SET TASK =
Copy the lines below, putting "pocket watch" wherever "wristwatch" appears and changing nothing else.

----------------

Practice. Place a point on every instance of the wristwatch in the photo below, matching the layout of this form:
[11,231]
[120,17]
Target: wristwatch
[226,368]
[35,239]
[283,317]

----------------

TASK SOLUTION =
Practice. Place a point on every instance of the pocket watch in the photo below, matching the layout of this form:
[11,231]
[120,17]
Target: pocket watch
[226,368]
[35,239]
[283,317]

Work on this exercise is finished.